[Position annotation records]
* * *

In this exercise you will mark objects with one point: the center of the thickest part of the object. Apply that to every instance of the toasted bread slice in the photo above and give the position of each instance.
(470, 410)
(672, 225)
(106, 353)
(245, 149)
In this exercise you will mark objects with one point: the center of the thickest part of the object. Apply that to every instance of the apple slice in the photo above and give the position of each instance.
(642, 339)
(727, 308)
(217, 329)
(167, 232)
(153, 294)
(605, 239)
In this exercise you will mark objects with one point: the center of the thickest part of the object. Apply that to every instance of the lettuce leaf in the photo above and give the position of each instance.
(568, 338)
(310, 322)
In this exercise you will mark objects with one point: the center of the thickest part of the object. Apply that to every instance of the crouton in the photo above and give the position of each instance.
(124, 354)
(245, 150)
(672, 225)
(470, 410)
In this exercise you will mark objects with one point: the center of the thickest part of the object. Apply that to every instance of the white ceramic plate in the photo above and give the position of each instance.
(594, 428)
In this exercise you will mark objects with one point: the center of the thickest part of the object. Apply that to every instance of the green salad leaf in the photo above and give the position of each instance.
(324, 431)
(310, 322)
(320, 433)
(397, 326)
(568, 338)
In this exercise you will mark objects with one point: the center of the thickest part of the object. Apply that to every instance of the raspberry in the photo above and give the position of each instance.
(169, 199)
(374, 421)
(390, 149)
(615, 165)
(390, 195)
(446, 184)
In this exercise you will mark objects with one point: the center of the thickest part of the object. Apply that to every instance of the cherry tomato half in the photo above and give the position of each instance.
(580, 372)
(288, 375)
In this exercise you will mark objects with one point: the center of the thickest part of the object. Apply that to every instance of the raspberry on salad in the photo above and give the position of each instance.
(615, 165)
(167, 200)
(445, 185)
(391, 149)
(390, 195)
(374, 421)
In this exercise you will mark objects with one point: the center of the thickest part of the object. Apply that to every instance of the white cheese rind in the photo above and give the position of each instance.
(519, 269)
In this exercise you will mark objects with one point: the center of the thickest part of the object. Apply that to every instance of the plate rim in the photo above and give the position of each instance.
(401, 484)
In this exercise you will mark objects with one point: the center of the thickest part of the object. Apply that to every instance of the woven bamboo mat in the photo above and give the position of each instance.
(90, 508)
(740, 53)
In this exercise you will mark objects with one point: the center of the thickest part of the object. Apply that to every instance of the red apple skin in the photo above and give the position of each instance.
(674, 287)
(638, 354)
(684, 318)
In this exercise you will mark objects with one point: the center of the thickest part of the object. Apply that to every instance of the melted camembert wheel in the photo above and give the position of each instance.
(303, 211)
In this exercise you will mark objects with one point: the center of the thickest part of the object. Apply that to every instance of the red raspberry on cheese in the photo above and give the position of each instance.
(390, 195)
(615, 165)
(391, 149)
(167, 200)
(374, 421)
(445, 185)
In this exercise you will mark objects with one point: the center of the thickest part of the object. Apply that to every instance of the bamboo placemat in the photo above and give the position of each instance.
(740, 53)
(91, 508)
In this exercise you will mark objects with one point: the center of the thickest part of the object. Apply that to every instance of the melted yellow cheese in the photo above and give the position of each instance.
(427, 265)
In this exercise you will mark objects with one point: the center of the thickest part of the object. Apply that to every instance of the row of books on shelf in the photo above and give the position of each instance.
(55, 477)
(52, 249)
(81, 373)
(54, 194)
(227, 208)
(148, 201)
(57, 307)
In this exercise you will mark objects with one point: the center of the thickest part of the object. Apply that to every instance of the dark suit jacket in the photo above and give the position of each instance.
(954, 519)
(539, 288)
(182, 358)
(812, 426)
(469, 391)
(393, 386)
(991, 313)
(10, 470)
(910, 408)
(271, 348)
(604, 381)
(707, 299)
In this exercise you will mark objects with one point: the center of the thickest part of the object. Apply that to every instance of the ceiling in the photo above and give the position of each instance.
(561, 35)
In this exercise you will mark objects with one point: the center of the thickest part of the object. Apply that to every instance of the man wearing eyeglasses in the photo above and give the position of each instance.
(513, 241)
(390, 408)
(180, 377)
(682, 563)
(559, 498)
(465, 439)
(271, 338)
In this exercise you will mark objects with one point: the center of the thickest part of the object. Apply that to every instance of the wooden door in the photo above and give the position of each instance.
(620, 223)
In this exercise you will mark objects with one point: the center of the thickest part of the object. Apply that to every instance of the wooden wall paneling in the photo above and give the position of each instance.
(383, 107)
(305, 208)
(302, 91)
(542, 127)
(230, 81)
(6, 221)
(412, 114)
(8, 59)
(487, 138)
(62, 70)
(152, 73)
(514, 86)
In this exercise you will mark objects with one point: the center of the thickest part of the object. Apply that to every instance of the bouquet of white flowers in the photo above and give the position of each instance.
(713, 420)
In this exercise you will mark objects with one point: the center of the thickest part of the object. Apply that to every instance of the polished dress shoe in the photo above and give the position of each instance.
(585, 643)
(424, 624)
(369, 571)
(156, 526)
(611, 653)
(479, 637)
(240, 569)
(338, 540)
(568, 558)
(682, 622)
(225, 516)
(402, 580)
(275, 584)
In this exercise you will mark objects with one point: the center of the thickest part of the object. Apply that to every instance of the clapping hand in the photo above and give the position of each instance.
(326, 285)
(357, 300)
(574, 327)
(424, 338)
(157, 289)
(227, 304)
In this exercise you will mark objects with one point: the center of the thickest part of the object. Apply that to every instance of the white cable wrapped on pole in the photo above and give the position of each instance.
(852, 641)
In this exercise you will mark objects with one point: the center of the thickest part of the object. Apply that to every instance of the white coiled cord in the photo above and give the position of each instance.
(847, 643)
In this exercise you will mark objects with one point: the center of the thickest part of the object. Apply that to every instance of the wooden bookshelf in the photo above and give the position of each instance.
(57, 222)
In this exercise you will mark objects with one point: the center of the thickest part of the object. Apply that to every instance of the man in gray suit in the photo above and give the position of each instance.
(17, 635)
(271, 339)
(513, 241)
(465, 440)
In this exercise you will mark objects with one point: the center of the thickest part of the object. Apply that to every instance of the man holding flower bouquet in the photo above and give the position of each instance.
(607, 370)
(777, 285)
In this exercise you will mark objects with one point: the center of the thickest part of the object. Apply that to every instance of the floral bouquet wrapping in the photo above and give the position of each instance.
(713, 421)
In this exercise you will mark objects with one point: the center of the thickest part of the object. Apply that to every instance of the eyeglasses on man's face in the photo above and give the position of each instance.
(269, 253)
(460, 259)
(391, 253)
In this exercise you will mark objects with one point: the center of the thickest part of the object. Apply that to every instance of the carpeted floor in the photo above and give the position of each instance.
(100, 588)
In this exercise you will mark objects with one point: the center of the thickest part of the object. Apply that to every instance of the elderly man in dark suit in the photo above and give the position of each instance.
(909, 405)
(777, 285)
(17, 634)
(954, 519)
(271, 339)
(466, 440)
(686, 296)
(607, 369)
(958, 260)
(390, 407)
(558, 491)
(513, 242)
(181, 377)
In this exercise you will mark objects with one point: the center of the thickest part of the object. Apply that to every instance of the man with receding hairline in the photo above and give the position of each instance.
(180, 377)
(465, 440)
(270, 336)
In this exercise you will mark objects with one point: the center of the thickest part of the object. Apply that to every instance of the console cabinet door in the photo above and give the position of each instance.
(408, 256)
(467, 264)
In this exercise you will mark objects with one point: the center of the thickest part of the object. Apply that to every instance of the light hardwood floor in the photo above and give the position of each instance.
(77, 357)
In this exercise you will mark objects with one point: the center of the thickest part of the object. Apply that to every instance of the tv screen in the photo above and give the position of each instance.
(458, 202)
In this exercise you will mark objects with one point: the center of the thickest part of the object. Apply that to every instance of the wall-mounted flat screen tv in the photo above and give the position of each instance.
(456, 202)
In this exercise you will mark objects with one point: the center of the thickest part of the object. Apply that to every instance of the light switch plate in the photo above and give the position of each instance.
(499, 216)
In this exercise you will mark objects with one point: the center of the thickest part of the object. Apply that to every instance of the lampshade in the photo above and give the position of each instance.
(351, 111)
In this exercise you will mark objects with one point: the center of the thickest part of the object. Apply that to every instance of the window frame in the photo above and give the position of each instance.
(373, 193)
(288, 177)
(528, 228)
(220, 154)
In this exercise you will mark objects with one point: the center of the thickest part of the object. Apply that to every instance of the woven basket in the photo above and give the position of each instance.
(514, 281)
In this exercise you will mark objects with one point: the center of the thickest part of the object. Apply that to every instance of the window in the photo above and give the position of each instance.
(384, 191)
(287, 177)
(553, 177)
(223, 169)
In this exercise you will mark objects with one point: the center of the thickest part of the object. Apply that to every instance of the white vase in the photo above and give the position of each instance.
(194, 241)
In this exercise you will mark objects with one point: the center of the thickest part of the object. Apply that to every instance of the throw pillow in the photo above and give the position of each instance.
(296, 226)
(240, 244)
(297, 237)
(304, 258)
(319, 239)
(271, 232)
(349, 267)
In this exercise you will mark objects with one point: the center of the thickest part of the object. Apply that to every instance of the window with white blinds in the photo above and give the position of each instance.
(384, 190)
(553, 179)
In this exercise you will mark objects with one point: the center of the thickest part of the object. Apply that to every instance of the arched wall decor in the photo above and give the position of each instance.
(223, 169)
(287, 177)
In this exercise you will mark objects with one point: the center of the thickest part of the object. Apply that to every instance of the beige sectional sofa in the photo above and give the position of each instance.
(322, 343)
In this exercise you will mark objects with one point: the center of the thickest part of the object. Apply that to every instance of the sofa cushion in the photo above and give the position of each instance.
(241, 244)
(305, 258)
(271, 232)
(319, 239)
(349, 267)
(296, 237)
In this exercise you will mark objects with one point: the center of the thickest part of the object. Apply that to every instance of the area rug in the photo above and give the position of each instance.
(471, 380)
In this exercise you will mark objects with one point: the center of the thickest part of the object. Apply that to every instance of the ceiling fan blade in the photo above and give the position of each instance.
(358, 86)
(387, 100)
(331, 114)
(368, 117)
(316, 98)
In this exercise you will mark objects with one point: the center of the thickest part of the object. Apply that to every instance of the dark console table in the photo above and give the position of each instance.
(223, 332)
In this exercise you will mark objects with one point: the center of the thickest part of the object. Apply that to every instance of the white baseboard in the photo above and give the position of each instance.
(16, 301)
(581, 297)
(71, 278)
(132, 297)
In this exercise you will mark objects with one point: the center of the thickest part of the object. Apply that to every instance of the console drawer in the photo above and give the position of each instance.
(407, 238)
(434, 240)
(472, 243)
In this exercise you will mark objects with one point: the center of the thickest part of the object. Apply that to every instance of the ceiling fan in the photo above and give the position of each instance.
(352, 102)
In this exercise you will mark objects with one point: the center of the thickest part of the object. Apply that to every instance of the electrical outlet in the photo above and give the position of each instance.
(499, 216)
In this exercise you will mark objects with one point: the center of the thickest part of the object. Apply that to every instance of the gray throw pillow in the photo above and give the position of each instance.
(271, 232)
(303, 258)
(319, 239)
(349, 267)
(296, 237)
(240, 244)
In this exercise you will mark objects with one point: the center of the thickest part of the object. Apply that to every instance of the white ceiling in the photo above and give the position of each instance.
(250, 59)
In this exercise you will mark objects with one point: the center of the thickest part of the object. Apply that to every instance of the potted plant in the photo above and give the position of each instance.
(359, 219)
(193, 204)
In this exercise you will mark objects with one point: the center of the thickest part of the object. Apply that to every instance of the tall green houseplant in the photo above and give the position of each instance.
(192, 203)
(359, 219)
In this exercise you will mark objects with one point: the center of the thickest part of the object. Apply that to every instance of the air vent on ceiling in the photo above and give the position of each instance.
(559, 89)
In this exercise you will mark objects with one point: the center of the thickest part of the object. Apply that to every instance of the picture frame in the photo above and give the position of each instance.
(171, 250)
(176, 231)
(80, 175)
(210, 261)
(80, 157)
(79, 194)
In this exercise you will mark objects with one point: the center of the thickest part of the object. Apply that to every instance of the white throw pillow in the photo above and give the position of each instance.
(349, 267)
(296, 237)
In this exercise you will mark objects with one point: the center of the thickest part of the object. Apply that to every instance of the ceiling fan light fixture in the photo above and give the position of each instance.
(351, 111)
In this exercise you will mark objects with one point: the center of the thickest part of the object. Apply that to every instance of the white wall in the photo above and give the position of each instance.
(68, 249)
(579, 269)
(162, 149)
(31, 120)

* * *

■ Requirement:
Return every line from the one holding "the white throw" through the end of the data, exactly as it appears, with both ends kept and nothing else.

■ Reply:
In this exercise you will mark objects with one point: the center of the thickest part of the object. Apply that to every instance of the white throw pillow in the photo above and give the position of each instance.
(349, 267)
(296, 237)
In this exercise you will mark objects with one point: the center of the thickest part of the object. Apply that to every instance of the ceiling fan light fixture in the photo above and give the position of each instance.
(351, 111)
In this exercise you will mark objects with one point: the center of the thickest part of the object. Apply that to every instance of the white wall in the photo above and give the position of each instance.
(68, 249)
(579, 269)
(162, 149)
(31, 120)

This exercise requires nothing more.